[WORK INSTRUCTIONS]
**a.** In the review of Cantor Quartets below, set down the passage between "Sunday, August 18, 2013" and "of evanescent riches.", inclusive.
**b.** Answer these questions from the review of Cantor Quartets below:
(i) Which label issued the release?
(ii) How many of the score's 15 pages are presented on the two discs?
(iii) What instrument does Sarah Hughes play?

[PASSAGE SHOWN]

Sunday, August 18, 2013
Another Timbre, August 2013
Antoine Beuger - Cantor Quartets (Another Timbre)
Admirers of Beuger have had little to complain about recently, this fine release coming on the heels of the Pisaro/Beuger collaboration on Erstwhile and just preceding a new one on l'Innomable. An excess of evanescent riches.
You can see a description of the piece here as well as a copy of the score. As noted, four pages out of 15 are presented on two discs here, the performances taking between 34 and 40 minutes each, presented by the rather stellar quartet of Jürg Frey (clarinet), Sarah Hughes (e-bow zither), Dominic Lash (double bass) and Radu Malfatti (trombone). Even without the explanation, the music is extremely transparent, the long, soft notes, in unison or adjacent octaves, accreting gradually, with vast silences between, the sounds emerging and disappearing like 15 minutes of morning light patterns on a wall. (looking at the Dan Flavin installation at Dia Beacon last week, I was strangely reminded of Beuger's music, though mentally substituting--if this is conceivable--a range of whites instead of Flavin's candy tones) Even more so than with much of Beuger's music, or related work, the listener is virtually forced to consider surrounding environmental sounds; more often than not, I find them to be central, tinged by Beuger's. This morning, someone in an apartment on our street was playing what sounded like a Middle Eastern flute, perhaps a ney; it meshed beautifully, as do cars and street sweepers. I was often unaware when a disc had ended.

[DATA]
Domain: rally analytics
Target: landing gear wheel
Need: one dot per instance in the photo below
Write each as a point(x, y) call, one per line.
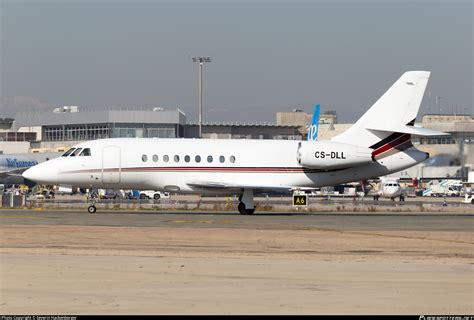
point(243, 210)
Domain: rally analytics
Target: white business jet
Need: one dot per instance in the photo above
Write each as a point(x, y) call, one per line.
point(12, 166)
point(379, 143)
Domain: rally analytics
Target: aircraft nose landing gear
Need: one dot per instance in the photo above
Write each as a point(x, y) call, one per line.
point(91, 209)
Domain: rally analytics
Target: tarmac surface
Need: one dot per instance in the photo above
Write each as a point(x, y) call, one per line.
point(147, 262)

[TASK-BY-TASK SOLUTIONS]
**a.**
Sunday, August 18, 2013
Another Timbre, August 2013
Antoine Beuger - Cantor Quartets (Another Timbre)
Admirers of Beuger have had little to complain about recently, this fine release coming on the heels of the Pisaro/Beuger collaboration on Erstwhile and just preceding a new one on l'Innomable. An excess of evanescent riches.

**b.**
(i) Another Timbre
(ii) Four
(iii) E-bow zither